*WORK ITEM*. Across the data below, in how many lines does the word "small" appear? Give only the number.

[[ DATA LISTING open ]]

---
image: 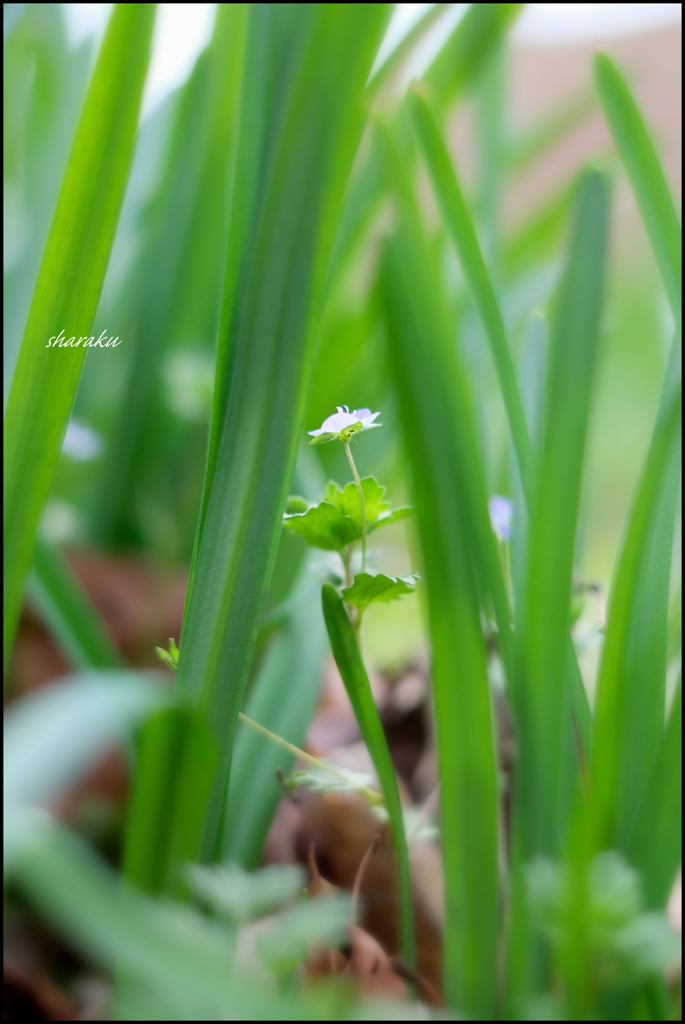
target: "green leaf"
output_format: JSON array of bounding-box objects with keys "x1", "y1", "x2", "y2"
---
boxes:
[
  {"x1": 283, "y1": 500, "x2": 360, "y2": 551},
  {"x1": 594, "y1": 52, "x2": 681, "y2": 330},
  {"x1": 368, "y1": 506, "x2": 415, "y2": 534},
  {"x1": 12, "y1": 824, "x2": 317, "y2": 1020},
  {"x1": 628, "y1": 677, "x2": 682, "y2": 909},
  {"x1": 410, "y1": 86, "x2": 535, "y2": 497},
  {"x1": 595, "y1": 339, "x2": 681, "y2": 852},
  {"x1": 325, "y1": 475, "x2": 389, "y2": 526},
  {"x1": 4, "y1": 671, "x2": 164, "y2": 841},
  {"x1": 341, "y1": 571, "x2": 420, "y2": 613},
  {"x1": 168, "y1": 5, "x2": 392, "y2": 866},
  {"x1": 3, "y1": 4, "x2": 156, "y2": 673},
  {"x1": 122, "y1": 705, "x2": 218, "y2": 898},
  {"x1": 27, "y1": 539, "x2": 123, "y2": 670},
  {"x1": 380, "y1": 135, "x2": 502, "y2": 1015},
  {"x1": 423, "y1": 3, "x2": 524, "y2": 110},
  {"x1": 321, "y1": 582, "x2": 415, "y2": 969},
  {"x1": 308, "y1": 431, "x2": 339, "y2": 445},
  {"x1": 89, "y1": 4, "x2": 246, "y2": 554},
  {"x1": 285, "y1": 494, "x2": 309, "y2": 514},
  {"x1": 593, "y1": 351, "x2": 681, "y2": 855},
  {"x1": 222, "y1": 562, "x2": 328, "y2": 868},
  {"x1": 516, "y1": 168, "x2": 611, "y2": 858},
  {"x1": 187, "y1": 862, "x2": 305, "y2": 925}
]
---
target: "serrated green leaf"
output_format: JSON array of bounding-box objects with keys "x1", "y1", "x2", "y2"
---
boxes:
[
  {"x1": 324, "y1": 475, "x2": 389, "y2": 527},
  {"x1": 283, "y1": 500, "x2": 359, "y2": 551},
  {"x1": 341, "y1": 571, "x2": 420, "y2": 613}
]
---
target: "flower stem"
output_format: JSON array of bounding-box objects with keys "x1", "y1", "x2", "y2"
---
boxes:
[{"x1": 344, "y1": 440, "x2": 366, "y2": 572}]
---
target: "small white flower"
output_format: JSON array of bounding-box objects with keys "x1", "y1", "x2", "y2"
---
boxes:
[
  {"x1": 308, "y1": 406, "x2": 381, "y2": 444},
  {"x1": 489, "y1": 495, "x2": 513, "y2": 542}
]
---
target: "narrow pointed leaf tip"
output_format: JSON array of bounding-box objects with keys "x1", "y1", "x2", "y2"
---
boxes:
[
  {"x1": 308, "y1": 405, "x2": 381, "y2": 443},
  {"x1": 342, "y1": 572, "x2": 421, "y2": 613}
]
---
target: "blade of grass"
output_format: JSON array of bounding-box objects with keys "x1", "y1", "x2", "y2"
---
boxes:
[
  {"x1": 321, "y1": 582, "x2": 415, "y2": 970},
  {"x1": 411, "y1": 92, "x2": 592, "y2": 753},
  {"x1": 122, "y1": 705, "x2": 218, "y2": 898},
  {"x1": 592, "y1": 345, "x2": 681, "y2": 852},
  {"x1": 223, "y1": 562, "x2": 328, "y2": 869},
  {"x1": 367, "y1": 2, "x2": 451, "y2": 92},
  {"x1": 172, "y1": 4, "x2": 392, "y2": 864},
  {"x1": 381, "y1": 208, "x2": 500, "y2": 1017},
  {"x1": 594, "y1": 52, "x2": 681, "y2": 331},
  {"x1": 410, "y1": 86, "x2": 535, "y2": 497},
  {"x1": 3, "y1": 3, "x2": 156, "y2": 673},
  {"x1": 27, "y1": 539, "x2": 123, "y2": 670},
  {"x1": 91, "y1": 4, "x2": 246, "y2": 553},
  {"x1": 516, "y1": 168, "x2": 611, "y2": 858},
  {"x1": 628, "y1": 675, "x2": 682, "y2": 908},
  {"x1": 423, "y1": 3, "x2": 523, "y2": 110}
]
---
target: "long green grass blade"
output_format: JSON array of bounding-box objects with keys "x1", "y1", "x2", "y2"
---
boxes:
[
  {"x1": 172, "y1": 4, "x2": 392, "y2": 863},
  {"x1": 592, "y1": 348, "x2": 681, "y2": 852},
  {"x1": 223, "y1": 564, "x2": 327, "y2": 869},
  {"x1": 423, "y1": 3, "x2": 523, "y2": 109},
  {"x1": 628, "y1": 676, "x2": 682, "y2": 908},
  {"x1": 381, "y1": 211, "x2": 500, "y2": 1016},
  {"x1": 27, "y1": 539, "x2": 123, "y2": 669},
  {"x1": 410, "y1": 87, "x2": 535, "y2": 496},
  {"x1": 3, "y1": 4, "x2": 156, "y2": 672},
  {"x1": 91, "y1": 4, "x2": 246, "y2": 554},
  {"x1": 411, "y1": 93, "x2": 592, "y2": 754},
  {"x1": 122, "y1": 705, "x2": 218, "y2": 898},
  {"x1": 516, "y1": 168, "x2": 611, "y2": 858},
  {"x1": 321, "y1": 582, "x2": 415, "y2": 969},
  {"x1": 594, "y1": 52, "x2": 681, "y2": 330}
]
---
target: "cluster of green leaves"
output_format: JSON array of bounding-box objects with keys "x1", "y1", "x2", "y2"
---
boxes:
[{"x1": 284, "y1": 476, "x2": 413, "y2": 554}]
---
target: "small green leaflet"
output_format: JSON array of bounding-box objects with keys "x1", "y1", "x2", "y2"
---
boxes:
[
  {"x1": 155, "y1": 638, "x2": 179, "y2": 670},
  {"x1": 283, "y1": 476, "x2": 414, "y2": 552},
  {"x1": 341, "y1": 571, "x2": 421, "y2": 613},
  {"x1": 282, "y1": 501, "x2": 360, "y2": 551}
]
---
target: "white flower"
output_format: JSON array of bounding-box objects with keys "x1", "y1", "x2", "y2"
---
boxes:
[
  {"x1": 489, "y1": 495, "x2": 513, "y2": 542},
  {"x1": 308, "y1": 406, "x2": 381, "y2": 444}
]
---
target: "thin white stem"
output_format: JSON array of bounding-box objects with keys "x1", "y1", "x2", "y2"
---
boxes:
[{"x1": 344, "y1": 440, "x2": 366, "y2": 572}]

[[ DATA LISTING closed ]]
[[ DATA LISTING open ]]

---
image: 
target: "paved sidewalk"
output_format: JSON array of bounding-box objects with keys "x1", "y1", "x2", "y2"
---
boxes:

[[ DATA LISTING closed ]]

*OUTPUT BELOW*. 2